(RECORDS PROVIDED begins)

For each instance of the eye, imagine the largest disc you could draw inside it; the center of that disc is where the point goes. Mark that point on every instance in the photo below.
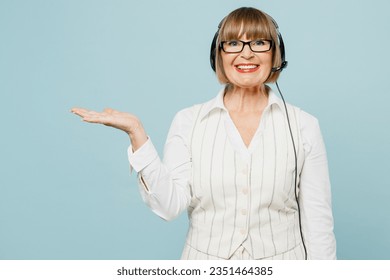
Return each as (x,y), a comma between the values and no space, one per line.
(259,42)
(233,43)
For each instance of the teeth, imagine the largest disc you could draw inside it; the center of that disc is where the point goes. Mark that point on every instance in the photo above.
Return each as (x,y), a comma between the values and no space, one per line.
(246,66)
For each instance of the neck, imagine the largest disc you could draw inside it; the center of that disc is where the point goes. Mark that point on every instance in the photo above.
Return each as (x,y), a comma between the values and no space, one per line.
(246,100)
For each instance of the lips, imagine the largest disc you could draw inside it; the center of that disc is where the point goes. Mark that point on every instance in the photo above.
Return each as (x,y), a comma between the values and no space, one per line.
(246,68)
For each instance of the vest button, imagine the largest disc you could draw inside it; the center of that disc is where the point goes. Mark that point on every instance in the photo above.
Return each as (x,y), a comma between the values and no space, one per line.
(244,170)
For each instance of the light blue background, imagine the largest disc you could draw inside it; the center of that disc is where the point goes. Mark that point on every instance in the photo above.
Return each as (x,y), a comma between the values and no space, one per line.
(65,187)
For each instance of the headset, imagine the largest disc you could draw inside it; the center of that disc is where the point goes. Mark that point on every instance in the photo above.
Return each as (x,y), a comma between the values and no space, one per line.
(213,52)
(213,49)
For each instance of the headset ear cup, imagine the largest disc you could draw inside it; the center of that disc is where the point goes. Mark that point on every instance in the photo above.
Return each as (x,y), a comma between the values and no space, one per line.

(RECORDS PROVIDED ends)
(RECORDS PROVIDED begins)

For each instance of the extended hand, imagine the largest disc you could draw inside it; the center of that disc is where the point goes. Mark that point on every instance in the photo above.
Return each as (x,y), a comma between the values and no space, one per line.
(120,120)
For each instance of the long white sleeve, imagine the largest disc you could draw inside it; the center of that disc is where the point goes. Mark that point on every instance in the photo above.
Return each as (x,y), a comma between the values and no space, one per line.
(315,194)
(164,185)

(RECORDS PROVIDED ends)

> [WHAT TO WORK ON]: Go through the material above and copy each line that has the word "headset".

> [ANSWER TO THE PROBLEM]:
For each instance of the headset, imagine the largest disc you could draw inside it; the center of that disc is where the point goes. Mark that point on every instance in the photo above.
For each instance of the headset ear cup, imagine the largest disc you could draw inside it; the center of that disc is where the point goes. Mark that point on every instance in the photo above.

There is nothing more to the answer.